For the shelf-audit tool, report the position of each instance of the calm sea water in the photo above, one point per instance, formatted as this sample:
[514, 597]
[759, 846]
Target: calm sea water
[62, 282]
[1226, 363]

____________________

## GOAL
Rewrite the data above with every "calm sea water" changed to "still ocean water", keeping everything else the same.

## EXERCISE RESPONSE
For the shelf-audit tool, report the position of each instance of the still ocean water in the photo above, one point per instance, formatted as this sample:
[514, 597]
[759, 846]
Target: still ocean water
[62, 282]
[1226, 363]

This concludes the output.